▶ **ASSIGNMENT**: Return all of the entries below exactly as they are given.

▶ **DATASET ENTRIES**:
__________
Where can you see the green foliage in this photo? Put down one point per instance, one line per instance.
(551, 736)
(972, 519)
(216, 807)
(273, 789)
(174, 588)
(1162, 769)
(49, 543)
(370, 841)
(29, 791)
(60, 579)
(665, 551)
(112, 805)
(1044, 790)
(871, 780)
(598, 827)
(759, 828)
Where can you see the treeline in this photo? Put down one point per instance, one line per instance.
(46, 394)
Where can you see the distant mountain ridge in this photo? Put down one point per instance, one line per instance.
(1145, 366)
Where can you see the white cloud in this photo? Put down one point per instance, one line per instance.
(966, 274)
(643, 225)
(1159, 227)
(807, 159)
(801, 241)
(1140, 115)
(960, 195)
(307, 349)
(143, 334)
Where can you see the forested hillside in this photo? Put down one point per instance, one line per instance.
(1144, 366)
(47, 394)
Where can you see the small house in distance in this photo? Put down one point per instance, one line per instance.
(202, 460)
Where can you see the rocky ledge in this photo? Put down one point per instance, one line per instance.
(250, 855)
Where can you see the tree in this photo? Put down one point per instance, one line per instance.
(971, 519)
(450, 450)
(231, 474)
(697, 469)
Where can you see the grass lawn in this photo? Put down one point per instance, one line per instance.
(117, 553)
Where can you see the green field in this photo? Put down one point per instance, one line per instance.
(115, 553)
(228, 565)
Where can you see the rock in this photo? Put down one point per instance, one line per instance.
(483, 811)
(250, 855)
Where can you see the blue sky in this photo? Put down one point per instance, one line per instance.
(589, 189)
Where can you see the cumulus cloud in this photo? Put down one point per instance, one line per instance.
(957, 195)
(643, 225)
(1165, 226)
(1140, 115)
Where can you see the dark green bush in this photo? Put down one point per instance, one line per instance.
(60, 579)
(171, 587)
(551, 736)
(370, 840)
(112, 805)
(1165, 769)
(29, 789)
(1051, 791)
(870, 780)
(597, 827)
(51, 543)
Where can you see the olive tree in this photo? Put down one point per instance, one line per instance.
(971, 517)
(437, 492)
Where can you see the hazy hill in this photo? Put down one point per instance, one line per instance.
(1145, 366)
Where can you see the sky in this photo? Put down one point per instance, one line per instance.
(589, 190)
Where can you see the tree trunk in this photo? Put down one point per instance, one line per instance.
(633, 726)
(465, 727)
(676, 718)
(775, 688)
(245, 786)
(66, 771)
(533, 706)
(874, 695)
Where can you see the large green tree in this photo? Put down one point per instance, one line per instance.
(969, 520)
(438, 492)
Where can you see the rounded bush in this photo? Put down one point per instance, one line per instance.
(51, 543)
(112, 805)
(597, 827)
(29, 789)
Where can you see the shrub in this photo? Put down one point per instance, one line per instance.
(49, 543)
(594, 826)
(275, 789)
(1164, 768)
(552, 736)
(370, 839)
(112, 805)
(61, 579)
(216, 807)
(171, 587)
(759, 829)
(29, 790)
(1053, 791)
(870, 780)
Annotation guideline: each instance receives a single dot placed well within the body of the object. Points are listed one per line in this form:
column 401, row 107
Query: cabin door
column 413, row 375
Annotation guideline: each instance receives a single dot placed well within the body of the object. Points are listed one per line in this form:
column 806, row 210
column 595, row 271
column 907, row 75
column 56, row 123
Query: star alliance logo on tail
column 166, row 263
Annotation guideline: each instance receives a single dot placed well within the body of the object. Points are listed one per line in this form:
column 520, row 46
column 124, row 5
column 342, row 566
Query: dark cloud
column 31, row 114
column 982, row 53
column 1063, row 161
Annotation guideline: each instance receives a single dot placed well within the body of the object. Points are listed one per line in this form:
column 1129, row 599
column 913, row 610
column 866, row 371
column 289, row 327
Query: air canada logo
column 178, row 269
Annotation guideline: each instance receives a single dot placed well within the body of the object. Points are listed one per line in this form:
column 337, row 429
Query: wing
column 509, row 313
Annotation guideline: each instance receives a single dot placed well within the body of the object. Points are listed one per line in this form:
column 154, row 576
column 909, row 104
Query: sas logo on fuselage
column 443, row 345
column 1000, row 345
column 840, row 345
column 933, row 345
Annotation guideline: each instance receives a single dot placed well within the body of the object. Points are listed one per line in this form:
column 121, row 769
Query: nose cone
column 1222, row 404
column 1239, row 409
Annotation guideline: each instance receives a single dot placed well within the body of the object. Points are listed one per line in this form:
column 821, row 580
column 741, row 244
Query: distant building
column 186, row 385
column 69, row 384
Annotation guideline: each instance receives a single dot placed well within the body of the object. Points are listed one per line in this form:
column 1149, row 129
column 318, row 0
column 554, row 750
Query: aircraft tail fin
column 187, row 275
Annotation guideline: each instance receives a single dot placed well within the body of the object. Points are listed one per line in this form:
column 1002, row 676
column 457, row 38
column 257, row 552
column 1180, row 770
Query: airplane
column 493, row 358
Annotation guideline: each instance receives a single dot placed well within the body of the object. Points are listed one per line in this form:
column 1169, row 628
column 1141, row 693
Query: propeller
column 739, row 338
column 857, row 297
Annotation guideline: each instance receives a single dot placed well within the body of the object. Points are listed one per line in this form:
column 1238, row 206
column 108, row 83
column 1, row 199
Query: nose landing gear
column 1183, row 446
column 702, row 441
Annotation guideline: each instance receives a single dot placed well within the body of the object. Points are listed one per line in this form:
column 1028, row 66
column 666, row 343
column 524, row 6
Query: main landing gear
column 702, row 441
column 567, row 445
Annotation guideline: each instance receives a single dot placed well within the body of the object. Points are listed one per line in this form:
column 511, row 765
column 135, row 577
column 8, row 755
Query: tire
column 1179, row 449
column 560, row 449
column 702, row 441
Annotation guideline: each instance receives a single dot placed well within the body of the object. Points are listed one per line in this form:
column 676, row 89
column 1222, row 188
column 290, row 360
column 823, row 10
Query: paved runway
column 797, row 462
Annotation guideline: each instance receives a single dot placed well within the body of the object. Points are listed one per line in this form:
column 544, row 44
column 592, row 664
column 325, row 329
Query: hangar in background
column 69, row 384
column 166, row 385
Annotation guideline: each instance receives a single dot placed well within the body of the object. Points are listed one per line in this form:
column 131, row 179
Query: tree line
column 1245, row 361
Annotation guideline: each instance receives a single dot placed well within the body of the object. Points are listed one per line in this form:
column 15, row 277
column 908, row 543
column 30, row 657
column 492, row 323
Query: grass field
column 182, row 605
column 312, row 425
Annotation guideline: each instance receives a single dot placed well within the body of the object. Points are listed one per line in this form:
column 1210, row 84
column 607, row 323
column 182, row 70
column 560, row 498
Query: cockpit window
__________
▶ **REPLY**:
Where can you see the green foliage in this photo? Put down one point per instance, one line per instance.
(551, 736)
(972, 519)
(216, 807)
(273, 789)
(174, 588)
(1162, 769)
(49, 543)
(370, 841)
(29, 791)
(60, 579)
(665, 551)
(112, 805)
(1044, 790)
(871, 780)
(598, 827)
(759, 828)
Where can you see the treeline in this photo? Put down one point per instance, one line per instance.
(46, 394)
Where can you see the distant mountain ridge in this photo? Put down one point per instance, one line per instance.
(1145, 366)
Where can you see the white cloud in this photo? Put down one point per instance, one line per instance.
(966, 274)
(643, 225)
(1159, 227)
(807, 159)
(801, 241)
(1140, 115)
(960, 195)
(307, 349)
(143, 334)
Where can you see the forested hillside in this photo? Put down one point per instance, one line per instance.
(1144, 366)
(47, 394)
Where can you see the small house in distance in this photo? Put down one point per instance, one line per instance.
(202, 460)
Where can you see the rocky ledge in this photo? Put down one point per instance, one line per instance.
(250, 855)
Where can you see the tree in this photo? Put down one point per instance, one line per instance.
(971, 519)
(450, 450)
(231, 474)
(697, 469)
Where can you see the grass lawn in this photo? Put down one point per instance, one line per instance.
(117, 553)
Where can you see the green field in this photo? Put down one point per instance, one line per instance.
(115, 553)
(228, 565)
Where can you see the rock in this photo? Put down one point per instance, one line per instance.
(483, 811)
(250, 855)
Where can you see the blue sky in this photo? Put down one point per instance, one line per instance.
(589, 189)
Where can you see the cumulus cloud in this photo? Put down one point per instance, one line per instance.
(957, 195)
(643, 225)
(1165, 226)
(1140, 115)
Where can you see the dark green bush in this photo? Put down one point per instance, one line per instance.
(60, 579)
(171, 587)
(551, 736)
(370, 840)
(112, 805)
(1165, 769)
(29, 789)
(1051, 791)
(870, 780)
(597, 827)
(51, 543)
Where can you see the olive tree in this photo? Put down one point per instance, one line per instance.
(971, 517)
(437, 492)
Where can you see the hazy hill in this photo? Put down one point per instance, one line per instance.
(1145, 366)
Where can you see the sky in this photo? Put down one point per instance, one line per instance.
(589, 190)
Where can you see the tree trunk in this photo? Put down one point per instance, one line per instance.
(633, 726)
(465, 727)
(676, 718)
(775, 688)
(245, 786)
(66, 771)
(533, 706)
(874, 695)
Where can you see the large green tree in this photo? Put down one point per instance, one line per instance.
(969, 520)
(438, 492)
Where can you see the rounded bush in this photo? Put down one point per instance, one line per instance.
(51, 543)
(112, 805)
(597, 827)
(29, 789)
Where can you see the shrub in this photo? Put down one point per instance, one line per instance.
(49, 543)
(594, 826)
(275, 789)
(1164, 768)
(552, 736)
(370, 839)
(112, 805)
(61, 579)
(216, 807)
(171, 587)
(759, 829)
(29, 790)
(1053, 791)
(870, 780)
Annotation guideline: each instance receives a single dot placed well within the body of the object. Points are listed one per line in this form:
column 401, row 107
Query: cabin door
column 413, row 375
Annotation guideline: each instance receives a single dot placed well within the body of the object. Points are listed one per line in this form:
column 806, row 210
column 595, row 271
column 907, row 75
column 56, row 123
Query: star alliance logo on tail
column 166, row 263
Annotation guideline: each instance receives a single dot placed well within the body of the object. Points are listed one per line in this form:
column 520, row 46
column 124, row 5
column 342, row 566
Query: dark cloud
column 31, row 114
column 982, row 53
column 1063, row 161
Annotation guideline: each instance receives a single dot placed well within the body of the object. Points are listed one per line in this form:
column 1129, row 599
column 913, row 610
column 866, row 371
column 289, row 327
Query: air canada logo
column 178, row 269
Annotation guideline: each instance receives a single dot placed well within the body of the object. Points are listed one per line in this form:
column 337, row 429
Query: wing
column 509, row 313
Annotation guideline: each instance receives a single dot placed well within the body of the object. Points are listed one per line in this form:
column 154, row 576
column 909, row 104
Query: sas logo on fuselage
column 443, row 345
column 1000, row 345
column 840, row 345
column 933, row 345
Annotation guideline: each instance receives a single dot placed well within the body of the object. Points are listed one per line in this form:
column 121, row 769
Query: nose cone
column 1222, row 404
column 1239, row 409
Annotation guideline: each instance receives a single dot placed well within the body of the object. Points are listed one per line in this form:
column 821, row 580
column 741, row 244
Query: distant building
column 186, row 385
column 69, row 384
Annotation guideline: each instance receives a single dot placed well within the body of the object. Points are listed one per line in this form:
column 1149, row 129
column 318, row 0
column 554, row 750
Query: aircraft tail fin
column 187, row 275
Annotation guideline: each instance receives a single dot placed well within the body of the object. Points are listed one per line in this form:
column 1002, row 676
column 457, row 38
column 257, row 552
column 1180, row 770
Query: airplane
column 493, row 358
Annotation guideline: each instance receives a single dot placed well within the body of the object. Points are listed one per line in this form:
column 1169, row 628
column 1141, row 693
Query: propeller
column 739, row 338
column 857, row 297
Annotation guideline: each instance receives a single dot placed well within the body of the object. Points are listed one per line in this form:
column 1238, row 206
column 108, row 83
column 1, row 199
Query: nose landing gear
column 1183, row 446
column 702, row 441
Annotation guideline: each instance receives a single dot placed well within the body of the object. Points are listed one per line in this form:
column 1028, row 66
column 666, row 343
column 524, row 6
Query: main landing gear
column 702, row 441
column 567, row 445
Annotation guideline: each instance receives a single dot placed well within the body of the object. Points are listed one per line in this form:
column 511, row 765
column 135, row 577
column 8, row 755
Query: tire
column 1179, row 449
column 560, row 449
column 702, row 441
Annotation guideline: each instance receives a single dot placed well within the body of the object. Points are listed one per line in this form:
column 676, row 89
column 1222, row 188
column 290, row 360
column 823, row 10
Query: paved runway
column 797, row 462
Annotation guideline: each instance receives a single dot placed well within the body of the object. Points are listed one per line in this form:
column 544, row 44
column 592, row 664
column 325, row 329
Query: hangar in background
column 69, row 384
column 166, row 385
Annotation guideline: each instance receives a single dot placed well within the body of the object. Points are listed one per line in this form:
column 131, row 179
Query: tree line
column 1245, row 361
Annotation guideline: each instance receives a single dot placed well within the body of the object. Points are listed one per line in this form:
column 15, row 277
column 908, row 543
column 30, row 657
column 492, row 323
Query: grass field
column 182, row 605
column 312, row 425
Annotation guideline: each instance receives a single dot placed well within the body of the object. Points are listed one per line in this form:
column 1210, row 84
column 607, row 323
column 182, row 70
column 560, row 498
Query: cockpit window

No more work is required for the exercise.